▶ _Okuma Metni_:
-------------------------

Din değiştirme süreciyle birlikte Karadeniz yöresindeki Ermenilerin anadillerini ve toplumsal hafızlarını kaybettiklerini belirten Vardanyan, Sovyetler Birliği ile Türkiye arasındaki sınır kapısının kapılı olmasının bu süreci hızlandırdığına dikkat çekti. “Bu insanların Ermenistan ve Gürcistan’daki Ermeni nüfusunun yoğun olduğu bölgelerle bağları koptu. Köklerinden uzaklaştılar. Bu süreçte Türk devletinin propagandası işlevini sürdürdü. Olumsuz bir Ermeni imajı oluşturuldu. Türk bilim insanları tarihi çarpıttı. Müslümanlaştırılmış Ermenilerin geçmişlerini görünmez kıldılar.”

Sovyetler Birliği’ndeki Hemşinliler

Vardanyan, Hemşin köylerinin 1921’de SSCB ile Türkiye arasında imzalanan anlaşma ile bir kez daha birbirinden ayrıldığını ve sınırın kuzey bölümünde Müslüman Hemşinlilerin kaldığını belirterek, pek çok yerleşim yerinin bu anlaşma sonucunda Acarya Özerk Cumhuriyeti sınırları içinde kaldığını söyledi.

Vardanyan, Stalin’in Hemşinliler için yayımladığı sürgün belgesine de dikkat çekti: “II. Dünya Savaşı esnasında, 1944 yılında, pek çok din değiştirmiş Hemşin Ermenisi cephede iken, Sovyetler Birliği Savunma Komitesi Başkanı Stalin’in, ‘çok gizli’ ibareli kararıyla Acarya’da yaşayan 1.385 Hemşinli o bölgede yaşayan Türkler ve Kürtlerle birlikte Kırgızistan ve Kazakistan’a sürgün edildiler. Kırgızistan’da Oşi, Kazakistan’da ise Çin kenti ve Cambuli bölgelerine yerleştirildiler. Bu insanlar ancak Stalin’in ölümünden sonra kimlik kağıdı almaya hak kazandılar. Bu kimliklerde milli aidiyeti tanımlayan bölüme kimi örneklerde ‘Hemşin’ kimilerinde de ‘Türk’ yazıldı.”

-------------------------

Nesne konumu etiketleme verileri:
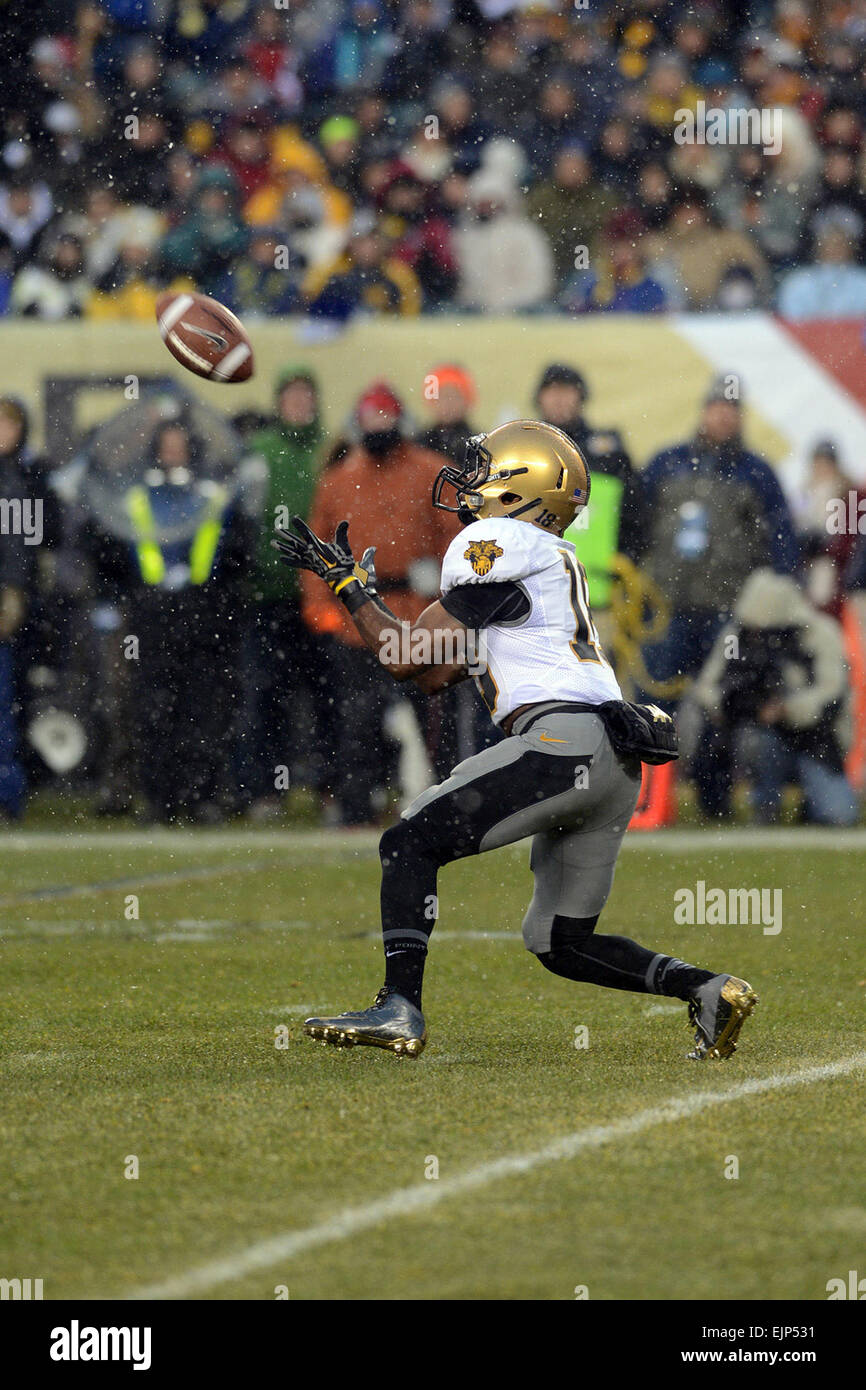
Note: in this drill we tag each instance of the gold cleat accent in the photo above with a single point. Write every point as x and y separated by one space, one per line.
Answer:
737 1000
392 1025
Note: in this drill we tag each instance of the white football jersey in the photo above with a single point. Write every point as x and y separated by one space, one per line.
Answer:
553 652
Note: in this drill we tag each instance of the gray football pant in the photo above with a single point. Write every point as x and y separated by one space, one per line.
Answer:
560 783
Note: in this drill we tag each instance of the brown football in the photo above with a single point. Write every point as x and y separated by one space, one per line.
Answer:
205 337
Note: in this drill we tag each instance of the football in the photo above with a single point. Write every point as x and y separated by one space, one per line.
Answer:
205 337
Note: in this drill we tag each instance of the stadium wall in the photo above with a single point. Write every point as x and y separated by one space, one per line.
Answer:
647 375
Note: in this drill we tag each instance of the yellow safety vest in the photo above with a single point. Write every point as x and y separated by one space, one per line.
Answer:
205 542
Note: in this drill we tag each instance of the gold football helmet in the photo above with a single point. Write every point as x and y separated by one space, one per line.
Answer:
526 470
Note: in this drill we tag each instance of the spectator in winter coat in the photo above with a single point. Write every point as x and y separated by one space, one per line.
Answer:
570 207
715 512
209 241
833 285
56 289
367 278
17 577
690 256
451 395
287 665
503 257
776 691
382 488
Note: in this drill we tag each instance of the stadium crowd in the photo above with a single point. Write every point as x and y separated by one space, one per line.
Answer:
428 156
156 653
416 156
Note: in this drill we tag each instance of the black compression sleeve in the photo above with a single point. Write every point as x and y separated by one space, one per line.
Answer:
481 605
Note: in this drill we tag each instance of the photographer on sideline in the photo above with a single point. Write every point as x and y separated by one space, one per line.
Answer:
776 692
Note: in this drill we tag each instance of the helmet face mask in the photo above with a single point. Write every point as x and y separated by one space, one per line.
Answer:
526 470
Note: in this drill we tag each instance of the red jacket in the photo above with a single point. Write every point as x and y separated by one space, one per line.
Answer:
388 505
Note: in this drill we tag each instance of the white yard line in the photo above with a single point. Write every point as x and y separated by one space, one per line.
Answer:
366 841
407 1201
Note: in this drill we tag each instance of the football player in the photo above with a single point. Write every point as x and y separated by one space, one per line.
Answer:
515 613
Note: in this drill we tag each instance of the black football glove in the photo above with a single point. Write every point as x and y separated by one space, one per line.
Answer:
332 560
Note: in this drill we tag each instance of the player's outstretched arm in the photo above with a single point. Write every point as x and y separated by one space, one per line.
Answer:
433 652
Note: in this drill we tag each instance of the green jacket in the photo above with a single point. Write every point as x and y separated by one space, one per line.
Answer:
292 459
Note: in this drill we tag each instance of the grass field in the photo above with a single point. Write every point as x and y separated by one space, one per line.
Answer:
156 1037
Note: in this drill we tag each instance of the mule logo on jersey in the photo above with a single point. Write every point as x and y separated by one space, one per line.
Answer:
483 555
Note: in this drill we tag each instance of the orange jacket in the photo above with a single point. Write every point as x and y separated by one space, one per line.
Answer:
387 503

-------------------------

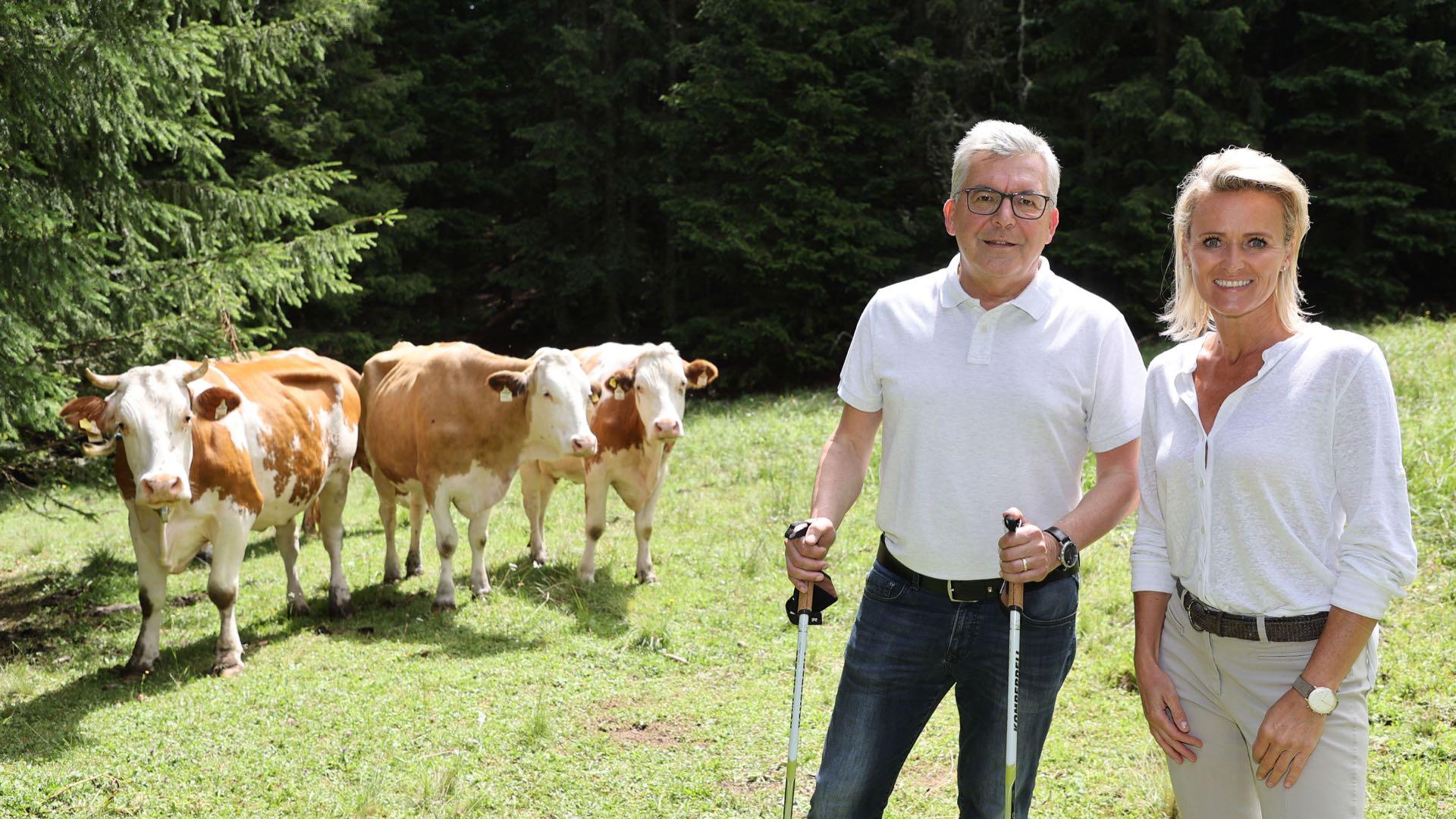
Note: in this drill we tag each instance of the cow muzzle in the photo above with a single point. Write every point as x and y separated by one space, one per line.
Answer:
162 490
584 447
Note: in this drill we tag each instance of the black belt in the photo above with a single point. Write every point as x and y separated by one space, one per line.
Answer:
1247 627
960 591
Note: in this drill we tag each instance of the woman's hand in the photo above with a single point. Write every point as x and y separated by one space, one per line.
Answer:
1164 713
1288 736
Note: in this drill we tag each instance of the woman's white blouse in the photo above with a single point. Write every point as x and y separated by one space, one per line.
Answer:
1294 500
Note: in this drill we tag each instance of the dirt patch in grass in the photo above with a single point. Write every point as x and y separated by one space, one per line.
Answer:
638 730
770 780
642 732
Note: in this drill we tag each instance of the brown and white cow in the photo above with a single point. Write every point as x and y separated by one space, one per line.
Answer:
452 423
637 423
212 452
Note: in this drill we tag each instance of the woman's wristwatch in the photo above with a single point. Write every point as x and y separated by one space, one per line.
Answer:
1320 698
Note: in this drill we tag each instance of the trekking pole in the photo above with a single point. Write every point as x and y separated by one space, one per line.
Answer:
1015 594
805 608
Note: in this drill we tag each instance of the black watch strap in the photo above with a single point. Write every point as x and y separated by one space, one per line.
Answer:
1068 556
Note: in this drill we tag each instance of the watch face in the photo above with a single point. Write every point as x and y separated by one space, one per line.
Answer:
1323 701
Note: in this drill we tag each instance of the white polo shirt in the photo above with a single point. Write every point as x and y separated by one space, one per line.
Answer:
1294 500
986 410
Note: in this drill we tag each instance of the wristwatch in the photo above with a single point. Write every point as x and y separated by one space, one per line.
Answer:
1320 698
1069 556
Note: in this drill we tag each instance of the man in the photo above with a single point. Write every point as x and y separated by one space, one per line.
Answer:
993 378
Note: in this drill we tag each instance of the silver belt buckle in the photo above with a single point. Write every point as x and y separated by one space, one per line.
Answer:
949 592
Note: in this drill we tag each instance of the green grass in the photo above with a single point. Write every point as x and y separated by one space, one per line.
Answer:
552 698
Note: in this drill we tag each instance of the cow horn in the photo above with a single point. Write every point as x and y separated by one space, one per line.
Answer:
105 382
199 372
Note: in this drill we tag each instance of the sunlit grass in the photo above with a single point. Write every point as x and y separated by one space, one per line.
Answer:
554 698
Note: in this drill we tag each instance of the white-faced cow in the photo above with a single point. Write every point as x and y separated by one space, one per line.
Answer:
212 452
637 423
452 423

-------------------------

▶ _Alıştırma Yönergeleri_:
• A. Okuma metninde “Vardanyan, Stalin’in Hemşinliler için” sözleriyle başlayan paragrafı, ana bilgilerini koruyarak maddeler hâlinde yeniden yazın.
• B. Okuma metnine göre 1944'teki kararla Acarya'da yaşayan kaç Hemşinli sürgün edildi?
• C. Okuma metninin "Sovyetler Birliği’ndeki Hemşinliler" sözleriyle başlayıp "içinde kaldığını söyledi." sözleriyle biten bölümünü, "Acarya Özerk Cumhuriyeti" ifadesinin yerine "Acara Özerk Cumhuriyeti" yazarak düzenleyin.
Satırlar, okuma metninden bağımsız ayrı bir malzemedir.

▶ _Cevap Anahtarı_:
• A.
- 1944'te, II. Dünya Savaşı sırasında, din değiştirmiş pek çok Hemşin Ermenisi cephedeydi. Bu sırada Sovyetler Birliği Savunma Komitesi Başkanı Stalin "çok gizli" ibareli bir karar verdi.
- Bu kararla Acarya'da yaşayan 1.385 Hemşinli, bölgedeki Türkler ve Kürtlerle birlikte Kırgızistan ve Kazakistan'a sürgün edildi.
- Sürgün edilenler Kırgızistan'da Oşi'ye, Kazakistan'da ise Çin kenti ve Cambuli bölgelerine yerleştirildi.
- Kimlik kağıdı alma hakkını ancak Stalin'in ölümünden sonra kazandılar.
- Bu kimliklerin milli aidiyet bölümüne kimi örneklerde "Hemşin", kimilerinde ise "Türk" yazıldı.

• B. 1.385 Hemşinli sürgün edildi.

• C.
Sovyetler Birliği’ndeki Hemşinliler

Vardanyan, Hemşin köylerinin 1921’de SSCB ile Türkiye arasında imzalanan anlaşma ile bir kez daha birbirinden ayrıldığını ve sınırın kuzey bölümünde Müslüman Hemşinlilerin kaldığını belirterek, pek çok yerleşim yerinin bu anlaşma sonucunda Acara Özerk Cumhuriyeti sınırları içinde kaldığını söyledi.